Tâche à effectuer: Recopiez à l'identique chaque ligne de l'ensemble des enregistrements ci-dessous, sans rien changer.

Enregistrements d'annotation par points

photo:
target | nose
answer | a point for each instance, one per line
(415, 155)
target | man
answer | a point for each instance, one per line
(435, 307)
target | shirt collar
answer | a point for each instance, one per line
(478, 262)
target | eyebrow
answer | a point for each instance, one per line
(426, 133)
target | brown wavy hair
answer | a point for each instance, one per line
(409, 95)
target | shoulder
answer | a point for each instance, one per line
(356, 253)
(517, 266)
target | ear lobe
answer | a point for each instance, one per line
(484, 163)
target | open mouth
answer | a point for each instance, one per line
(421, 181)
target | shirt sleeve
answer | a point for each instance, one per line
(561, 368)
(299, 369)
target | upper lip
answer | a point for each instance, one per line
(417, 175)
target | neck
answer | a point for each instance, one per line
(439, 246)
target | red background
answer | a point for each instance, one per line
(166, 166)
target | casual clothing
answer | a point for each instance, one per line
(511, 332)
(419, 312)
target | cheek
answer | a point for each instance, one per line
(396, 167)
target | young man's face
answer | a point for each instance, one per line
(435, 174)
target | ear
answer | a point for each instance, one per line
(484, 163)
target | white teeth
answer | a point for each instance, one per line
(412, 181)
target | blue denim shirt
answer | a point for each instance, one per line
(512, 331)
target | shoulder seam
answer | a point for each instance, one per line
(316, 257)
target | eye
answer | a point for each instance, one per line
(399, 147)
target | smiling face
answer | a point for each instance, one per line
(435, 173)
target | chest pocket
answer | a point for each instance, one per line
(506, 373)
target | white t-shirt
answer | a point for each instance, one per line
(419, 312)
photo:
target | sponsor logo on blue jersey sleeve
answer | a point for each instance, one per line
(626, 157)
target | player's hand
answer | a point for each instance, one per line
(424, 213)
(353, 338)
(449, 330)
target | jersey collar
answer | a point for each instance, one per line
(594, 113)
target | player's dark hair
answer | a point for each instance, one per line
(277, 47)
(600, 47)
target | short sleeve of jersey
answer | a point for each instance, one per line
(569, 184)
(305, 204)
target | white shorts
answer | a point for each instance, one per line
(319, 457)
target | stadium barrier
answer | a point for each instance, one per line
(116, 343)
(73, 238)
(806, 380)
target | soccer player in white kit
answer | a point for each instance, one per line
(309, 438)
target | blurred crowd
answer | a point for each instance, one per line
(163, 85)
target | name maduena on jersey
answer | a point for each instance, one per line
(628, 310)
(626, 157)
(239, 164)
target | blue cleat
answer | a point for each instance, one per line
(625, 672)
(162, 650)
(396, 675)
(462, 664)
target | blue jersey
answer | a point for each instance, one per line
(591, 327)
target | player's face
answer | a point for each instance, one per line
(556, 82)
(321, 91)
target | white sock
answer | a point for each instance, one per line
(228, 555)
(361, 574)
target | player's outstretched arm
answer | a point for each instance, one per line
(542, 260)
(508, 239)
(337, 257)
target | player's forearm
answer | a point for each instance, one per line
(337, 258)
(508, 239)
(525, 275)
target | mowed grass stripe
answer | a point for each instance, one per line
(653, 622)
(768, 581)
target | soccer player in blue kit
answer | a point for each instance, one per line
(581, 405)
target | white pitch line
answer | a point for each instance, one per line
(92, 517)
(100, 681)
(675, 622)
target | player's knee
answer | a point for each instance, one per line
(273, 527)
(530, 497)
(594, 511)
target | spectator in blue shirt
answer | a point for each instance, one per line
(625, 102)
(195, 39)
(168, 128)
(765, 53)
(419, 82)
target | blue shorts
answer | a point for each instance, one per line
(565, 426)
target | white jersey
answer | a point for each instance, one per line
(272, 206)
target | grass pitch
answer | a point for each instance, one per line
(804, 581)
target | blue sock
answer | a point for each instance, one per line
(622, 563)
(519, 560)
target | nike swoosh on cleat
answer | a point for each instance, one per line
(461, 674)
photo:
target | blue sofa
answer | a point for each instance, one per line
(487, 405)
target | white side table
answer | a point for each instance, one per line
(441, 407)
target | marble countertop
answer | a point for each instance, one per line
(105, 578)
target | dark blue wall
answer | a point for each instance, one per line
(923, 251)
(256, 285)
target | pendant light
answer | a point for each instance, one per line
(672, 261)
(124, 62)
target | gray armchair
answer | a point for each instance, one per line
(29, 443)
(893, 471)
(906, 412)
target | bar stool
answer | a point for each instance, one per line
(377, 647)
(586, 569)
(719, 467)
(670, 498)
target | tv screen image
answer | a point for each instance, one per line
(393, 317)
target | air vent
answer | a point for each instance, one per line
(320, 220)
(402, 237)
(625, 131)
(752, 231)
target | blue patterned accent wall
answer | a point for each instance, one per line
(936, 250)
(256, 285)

Réponse attendue:
photo:
target | nose
answer | a point for each instance, one per line
(415, 155)
target | man
answer | a point for each instance, one per line
(435, 307)
target | shirt collar
answer | a point for each instance, one per line
(478, 262)
target | eyebrow
answer | a point for each instance, one per line
(426, 133)
target | brown wavy hair
answer | a point for each instance, one per line
(409, 95)
target | shoulder
answer | a point for each instance, one per line
(356, 253)
(517, 266)
target | ear lobe
answer | a point for each instance, one per line
(484, 163)
target | open mouth
answer | a point for each instance, one per line
(421, 181)
target | shirt sleeve
answer | a point for each instance, one per line
(561, 368)
(299, 369)
target | upper lip
answer | a point for each instance, one per line
(417, 175)
target | neck
answer | a point for each instance, one per line
(439, 246)
target | red background
answer | a point for each instance, one per line
(166, 166)
target | casual clothing
answer | a point for each instance, one per line
(511, 332)
(419, 312)
target | cheek
answer | a point for each instance, one per line
(396, 167)
target | young man's face
answer | a point for each instance, one per line
(435, 174)
target | ear
answer | a point for each instance, one per line
(484, 163)
target | white teeth
answer | a point for each instance, one per line
(412, 181)
target | blue denim shirt
answer | a point for each instance, one per line
(512, 331)
target | shoulder seam
answer | a point for each instance, one per line
(316, 257)
target | eye
answer | a point for each instance, one per line
(399, 147)
target | smiling face
answer | a point for each instance, one per line
(435, 173)
target | chest pocket
answer | a point for each instance, one per line
(506, 373)
target | white t-shirt
answer | a point for each instance, one per line
(419, 312)
photo:
target | sponsor logo on blue jersey sleeve
answer | a point for each instance, one per line
(626, 157)
target | player's hand
answer | a point for each instance, one per line
(424, 213)
(353, 338)
(449, 330)
target | jersey collar
answer | a point for each instance, one per line
(594, 113)
target | player's dark hair
answer | a point for each instance, one per line
(277, 47)
(600, 47)
target | short sleeve of jersey
answer | a point for each instance, one per line
(569, 184)
(305, 204)
target | white shorts
answer | a point for each instance, one per line
(319, 457)
target | stadium barrier
answer | a point for each instance, one per line
(116, 343)
(73, 238)
(806, 380)
target | soccer player in white kit
answer | a point for each instance, one per line
(309, 438)
target | blurred crowd
answer | a point for each instance, one per line
(163, 85)
target | name maduena on jersey
answer | a point for each instance, one per line
(628, 310)
(626, 157)
(239, 164)
target | blue cleat
answer | a point for each instance, one per line
(625, 672)
(162, 650)
(396, 675)
(462, 664)
target | blue jersey
answer | a point for each instance, one per line
(591, 327)
target | player's face
answer | a point for each instance, one per line
(556, 82)
(321, 91)
target | white sock
answer | a point for each instance, one per line
(228, 555)
(361, 574)
target | player's outstretched arm
answer | a point for each instance, one per line
(542, 260)
(508, 239)
(337, 257)
target | player's forearm
answer | a point for each instance, one per line
(337, 258)
(508, 239)
(525, 275)
target | mowed grass stripe
answer | a point for each instance, one per line
(653, 622)
(768, 581)
target | soccer player in blue kit
answer | a point for each instance, one per line
(581, 405)
target | white pitch line
answer | a point for each instance, one per line
(92, 517)
(100, 681)
(675, 622)
target | player's knee
answer | a point for each instance, one per line
(273, 527)
(530, 497)
(594, 511)
target | spectator in blue shirt
answer | a point for each instance, one per line
(625, 102)
(195, 39)
(168, 128)
(765, 53)
(419, 82)
target | blue shorts
answer | a point for each instance, one per line
(565, 426)
target | white jersey
answer | a point for each instance, one per line
(272, 206)
target | grass pitch
answer | a point for each instance, one per line
(804, 581)
target | blue sock
answer | a point for each instance, one per line
(622, 563)
(519, 560)
target | nike swoosh on cleat
answer | a point for each instance, one per line
(461, 674)
photo:
target | blue sofa
answer | a point for each instance, one per line
(487, 405)
target | white side table
answer | a point for each instance, one per line
(441, 407)
target | marble countertop
answer | a point for each instance, one per line
(105, 578)
target | dark blue wall
answer | a point for each instance, one per line
(923, 251)
(256, 285)
target | pendant light
answer | a point for each instance, one per line
(672, 261)
(124, 62)
target | gray armchair
answer | a point for each instance, one per line
(29, 443)
(893, 471)
(906, 412)
target | bar stool
answer | a point for each instance, one per line
(377, 647)
(586, 569)
(719, 467)
(670, 498)
target | tv screen image
answer | a point for each instance, one per line
(393, 317)
target | air vent
answer | a point for each instance, one per line
(320, 220)
(402, 237)
(625, 131)
(752, 231)
target | blue patterned accent wall
answer | a point for each instance, one per line
(936, 250)
(256, 285)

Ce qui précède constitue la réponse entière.